* Point-per-instance localization data:
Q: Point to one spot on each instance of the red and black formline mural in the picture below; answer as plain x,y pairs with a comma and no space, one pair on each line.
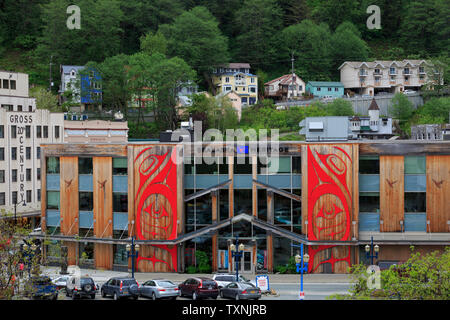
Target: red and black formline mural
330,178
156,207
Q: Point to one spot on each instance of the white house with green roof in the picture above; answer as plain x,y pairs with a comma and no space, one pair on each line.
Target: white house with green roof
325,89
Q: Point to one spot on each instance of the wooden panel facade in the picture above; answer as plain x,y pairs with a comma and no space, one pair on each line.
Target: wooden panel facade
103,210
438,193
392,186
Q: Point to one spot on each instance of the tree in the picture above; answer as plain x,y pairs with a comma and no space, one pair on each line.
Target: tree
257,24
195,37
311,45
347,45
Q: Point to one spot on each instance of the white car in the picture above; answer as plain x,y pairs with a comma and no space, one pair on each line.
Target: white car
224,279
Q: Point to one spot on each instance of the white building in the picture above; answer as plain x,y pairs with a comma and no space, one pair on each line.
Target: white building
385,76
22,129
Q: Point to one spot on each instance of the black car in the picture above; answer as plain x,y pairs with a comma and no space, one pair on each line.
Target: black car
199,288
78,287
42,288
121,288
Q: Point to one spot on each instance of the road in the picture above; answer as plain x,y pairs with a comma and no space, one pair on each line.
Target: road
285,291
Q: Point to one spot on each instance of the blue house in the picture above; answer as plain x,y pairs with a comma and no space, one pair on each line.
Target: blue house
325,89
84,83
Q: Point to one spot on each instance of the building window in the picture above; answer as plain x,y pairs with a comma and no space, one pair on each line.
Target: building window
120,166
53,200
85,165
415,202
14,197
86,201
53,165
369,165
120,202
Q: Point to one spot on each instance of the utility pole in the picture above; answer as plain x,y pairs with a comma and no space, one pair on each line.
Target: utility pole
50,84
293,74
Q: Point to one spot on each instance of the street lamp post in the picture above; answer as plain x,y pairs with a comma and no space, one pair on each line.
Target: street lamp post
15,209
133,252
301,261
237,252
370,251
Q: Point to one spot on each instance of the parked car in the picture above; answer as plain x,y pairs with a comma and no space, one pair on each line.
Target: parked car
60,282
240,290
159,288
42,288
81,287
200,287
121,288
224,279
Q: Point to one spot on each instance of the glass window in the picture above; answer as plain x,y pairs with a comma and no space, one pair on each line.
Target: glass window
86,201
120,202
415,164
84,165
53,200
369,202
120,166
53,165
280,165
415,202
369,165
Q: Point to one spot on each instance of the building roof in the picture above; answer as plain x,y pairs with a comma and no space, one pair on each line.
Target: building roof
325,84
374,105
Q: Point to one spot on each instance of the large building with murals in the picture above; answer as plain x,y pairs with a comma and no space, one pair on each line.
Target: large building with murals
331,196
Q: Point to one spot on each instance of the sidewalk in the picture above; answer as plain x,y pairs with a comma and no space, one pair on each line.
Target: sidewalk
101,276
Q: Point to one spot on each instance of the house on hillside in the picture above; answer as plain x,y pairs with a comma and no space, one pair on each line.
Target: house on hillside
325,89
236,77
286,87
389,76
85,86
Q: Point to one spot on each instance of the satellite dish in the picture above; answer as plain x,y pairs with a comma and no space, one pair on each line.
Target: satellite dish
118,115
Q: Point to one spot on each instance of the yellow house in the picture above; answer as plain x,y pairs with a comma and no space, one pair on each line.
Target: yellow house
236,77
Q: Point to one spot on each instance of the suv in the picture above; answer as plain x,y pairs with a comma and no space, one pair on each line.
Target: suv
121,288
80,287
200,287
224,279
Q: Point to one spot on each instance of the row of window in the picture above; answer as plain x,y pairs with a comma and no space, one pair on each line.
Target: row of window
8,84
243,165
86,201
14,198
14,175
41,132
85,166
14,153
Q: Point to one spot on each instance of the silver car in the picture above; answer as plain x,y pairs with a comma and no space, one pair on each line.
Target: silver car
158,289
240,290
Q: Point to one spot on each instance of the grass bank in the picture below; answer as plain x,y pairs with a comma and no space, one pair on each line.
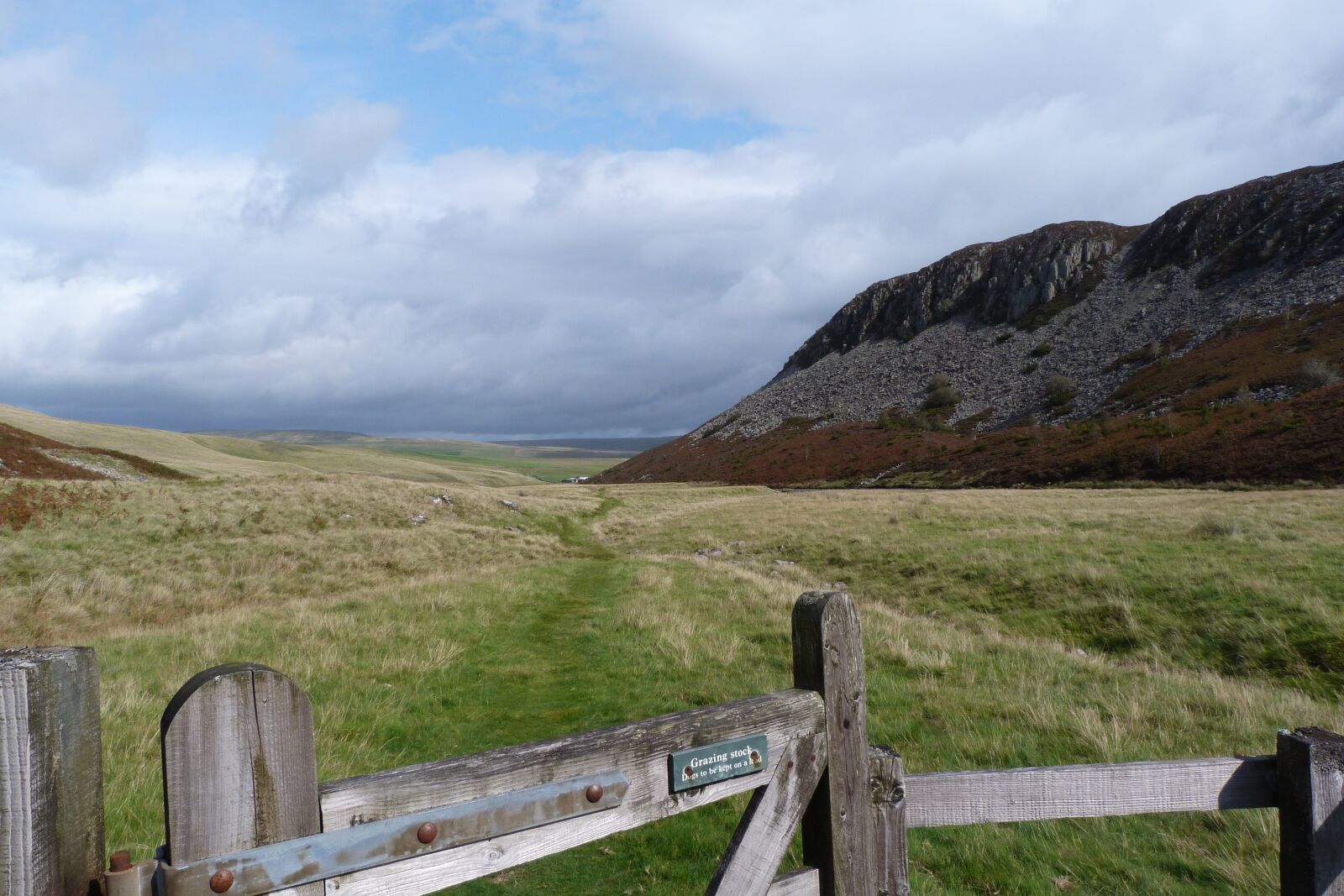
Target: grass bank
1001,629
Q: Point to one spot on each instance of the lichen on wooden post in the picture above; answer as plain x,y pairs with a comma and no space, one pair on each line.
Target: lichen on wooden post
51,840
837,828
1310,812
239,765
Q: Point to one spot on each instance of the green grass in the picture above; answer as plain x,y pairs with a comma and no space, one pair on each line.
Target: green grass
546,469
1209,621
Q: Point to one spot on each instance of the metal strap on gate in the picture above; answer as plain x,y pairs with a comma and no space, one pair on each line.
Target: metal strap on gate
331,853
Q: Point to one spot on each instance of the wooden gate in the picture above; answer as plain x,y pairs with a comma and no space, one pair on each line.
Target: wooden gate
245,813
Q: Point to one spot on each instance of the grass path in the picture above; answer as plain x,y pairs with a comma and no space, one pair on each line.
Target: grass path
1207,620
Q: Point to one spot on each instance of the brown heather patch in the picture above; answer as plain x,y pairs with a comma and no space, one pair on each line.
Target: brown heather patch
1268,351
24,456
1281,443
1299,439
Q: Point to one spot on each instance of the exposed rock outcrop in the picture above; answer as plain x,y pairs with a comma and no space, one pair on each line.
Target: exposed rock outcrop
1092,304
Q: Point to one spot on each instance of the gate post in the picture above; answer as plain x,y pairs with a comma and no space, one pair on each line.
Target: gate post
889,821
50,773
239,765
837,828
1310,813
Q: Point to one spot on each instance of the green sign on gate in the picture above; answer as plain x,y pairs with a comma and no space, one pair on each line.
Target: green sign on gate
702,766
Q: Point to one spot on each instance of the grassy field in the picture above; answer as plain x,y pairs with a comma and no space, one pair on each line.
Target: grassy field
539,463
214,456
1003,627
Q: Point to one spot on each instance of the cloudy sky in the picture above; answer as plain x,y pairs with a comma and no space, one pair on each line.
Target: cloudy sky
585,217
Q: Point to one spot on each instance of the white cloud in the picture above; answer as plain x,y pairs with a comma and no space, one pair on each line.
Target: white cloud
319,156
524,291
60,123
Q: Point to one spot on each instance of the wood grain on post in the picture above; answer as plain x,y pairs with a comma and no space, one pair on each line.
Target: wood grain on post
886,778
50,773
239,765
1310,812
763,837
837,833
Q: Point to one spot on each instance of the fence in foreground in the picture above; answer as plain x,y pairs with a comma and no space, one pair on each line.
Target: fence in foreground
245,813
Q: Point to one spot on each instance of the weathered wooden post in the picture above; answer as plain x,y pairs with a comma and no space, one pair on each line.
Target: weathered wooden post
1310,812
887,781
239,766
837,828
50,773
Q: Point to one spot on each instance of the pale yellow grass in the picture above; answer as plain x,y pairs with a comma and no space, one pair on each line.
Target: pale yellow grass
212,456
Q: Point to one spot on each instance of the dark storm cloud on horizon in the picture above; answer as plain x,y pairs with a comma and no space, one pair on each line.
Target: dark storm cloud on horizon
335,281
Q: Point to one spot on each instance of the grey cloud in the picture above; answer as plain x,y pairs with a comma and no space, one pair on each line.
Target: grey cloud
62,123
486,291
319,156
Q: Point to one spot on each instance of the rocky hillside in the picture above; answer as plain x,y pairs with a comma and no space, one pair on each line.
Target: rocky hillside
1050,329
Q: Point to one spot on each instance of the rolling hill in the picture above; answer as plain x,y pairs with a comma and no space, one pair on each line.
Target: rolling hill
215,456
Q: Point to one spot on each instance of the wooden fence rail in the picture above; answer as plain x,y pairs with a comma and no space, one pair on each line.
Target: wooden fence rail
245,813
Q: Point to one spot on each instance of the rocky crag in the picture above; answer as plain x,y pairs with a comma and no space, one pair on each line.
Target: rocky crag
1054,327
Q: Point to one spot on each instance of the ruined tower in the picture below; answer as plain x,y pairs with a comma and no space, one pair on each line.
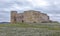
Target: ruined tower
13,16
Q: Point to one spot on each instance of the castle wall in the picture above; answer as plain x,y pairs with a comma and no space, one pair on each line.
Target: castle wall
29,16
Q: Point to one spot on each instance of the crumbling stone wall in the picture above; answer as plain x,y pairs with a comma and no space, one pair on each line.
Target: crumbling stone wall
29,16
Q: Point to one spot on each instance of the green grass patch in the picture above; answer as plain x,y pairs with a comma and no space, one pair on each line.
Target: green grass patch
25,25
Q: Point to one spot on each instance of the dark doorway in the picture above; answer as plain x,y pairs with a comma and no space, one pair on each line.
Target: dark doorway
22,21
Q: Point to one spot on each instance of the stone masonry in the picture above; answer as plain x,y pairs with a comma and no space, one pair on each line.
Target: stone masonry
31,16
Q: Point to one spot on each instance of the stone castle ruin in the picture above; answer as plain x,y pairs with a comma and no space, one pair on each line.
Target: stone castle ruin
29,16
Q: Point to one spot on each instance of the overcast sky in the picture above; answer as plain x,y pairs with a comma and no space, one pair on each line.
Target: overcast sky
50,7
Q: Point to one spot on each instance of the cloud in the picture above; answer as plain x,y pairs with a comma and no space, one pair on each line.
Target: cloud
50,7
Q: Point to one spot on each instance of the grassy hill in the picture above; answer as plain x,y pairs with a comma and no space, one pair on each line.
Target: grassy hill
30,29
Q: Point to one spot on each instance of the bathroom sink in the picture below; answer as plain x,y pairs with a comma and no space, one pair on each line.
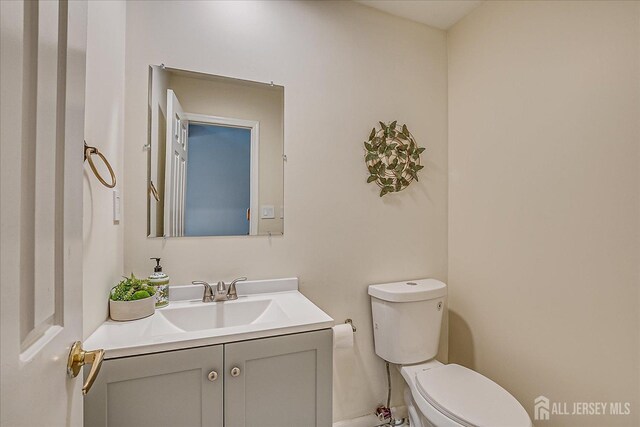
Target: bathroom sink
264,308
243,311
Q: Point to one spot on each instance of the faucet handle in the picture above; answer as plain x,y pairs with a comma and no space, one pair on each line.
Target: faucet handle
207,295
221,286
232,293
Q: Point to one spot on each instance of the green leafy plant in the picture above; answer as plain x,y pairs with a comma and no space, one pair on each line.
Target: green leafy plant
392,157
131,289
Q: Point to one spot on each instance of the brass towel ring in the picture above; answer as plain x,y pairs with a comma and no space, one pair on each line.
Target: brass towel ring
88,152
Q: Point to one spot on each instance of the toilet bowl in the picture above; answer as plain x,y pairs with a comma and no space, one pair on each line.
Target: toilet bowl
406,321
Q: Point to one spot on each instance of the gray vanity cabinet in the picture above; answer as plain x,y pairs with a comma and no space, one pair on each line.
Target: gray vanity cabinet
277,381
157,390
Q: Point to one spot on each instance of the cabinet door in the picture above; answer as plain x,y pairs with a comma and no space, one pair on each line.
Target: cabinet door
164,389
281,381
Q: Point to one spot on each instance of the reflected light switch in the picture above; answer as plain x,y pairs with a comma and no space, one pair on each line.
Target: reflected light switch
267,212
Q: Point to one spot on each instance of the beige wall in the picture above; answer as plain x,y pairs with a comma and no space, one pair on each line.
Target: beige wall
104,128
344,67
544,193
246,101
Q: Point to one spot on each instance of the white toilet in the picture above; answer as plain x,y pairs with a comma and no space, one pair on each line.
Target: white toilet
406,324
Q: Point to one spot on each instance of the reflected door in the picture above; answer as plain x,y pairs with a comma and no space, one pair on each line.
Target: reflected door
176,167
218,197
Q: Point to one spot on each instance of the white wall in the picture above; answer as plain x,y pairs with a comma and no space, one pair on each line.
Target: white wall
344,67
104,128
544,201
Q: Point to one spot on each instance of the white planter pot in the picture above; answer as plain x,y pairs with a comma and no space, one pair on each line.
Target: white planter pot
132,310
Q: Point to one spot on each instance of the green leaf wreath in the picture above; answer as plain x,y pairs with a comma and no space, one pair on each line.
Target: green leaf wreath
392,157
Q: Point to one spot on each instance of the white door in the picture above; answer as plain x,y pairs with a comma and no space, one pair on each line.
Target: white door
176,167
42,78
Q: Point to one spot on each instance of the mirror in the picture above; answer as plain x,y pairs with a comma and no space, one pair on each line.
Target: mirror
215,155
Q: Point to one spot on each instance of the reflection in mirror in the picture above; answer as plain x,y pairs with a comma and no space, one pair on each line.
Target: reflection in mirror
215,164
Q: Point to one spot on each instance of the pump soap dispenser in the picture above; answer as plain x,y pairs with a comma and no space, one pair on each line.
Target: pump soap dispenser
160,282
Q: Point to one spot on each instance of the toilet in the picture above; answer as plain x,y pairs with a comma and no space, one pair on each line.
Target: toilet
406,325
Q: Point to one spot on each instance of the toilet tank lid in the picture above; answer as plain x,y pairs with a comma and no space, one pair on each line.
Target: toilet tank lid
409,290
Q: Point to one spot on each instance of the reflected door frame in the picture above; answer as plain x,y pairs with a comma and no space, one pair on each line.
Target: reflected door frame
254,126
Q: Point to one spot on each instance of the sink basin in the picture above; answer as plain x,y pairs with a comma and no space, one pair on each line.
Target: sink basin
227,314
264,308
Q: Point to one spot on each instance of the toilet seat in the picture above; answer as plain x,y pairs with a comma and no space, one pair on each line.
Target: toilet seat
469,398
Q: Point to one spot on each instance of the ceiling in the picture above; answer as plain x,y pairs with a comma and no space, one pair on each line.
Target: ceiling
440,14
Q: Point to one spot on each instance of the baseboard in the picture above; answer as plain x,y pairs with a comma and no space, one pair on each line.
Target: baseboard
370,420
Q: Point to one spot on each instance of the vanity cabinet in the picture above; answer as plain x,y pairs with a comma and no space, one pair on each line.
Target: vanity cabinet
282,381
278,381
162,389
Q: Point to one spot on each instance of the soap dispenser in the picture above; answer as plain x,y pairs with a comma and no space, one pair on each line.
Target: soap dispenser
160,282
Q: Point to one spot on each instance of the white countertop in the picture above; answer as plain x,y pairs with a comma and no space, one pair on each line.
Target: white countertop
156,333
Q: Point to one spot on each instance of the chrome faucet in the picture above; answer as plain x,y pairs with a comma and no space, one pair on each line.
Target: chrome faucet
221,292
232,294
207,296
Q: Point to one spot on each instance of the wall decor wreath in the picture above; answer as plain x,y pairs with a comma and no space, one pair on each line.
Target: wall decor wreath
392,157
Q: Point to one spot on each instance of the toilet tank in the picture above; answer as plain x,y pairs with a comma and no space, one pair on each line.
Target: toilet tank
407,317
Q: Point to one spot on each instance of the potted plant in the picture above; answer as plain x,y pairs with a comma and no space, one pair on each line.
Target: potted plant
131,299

* Exercise instructions: Copy each line of the entries in which the string "below" is found.

* Answer box:
Q: Point to one spot on each instance of the red and black formline mural in the picture below; answer as plain x,y pairs with a comma and no space, one pair on each line.
Q: Point to one spot on each instance of the grass bank in the picture below; answer as plain x,y pairs with a comma and no space, one pair on each line.
Q: Point to one spot on each instance of the ruined tower in the picture below; answer as plain x,y pairs with a comma and no space, one pair on each line.
Q: Point to one spot on each instance of the bathroom sink in the picture below; answer as plain x,y pairs with a comma and no space, one pair on each line.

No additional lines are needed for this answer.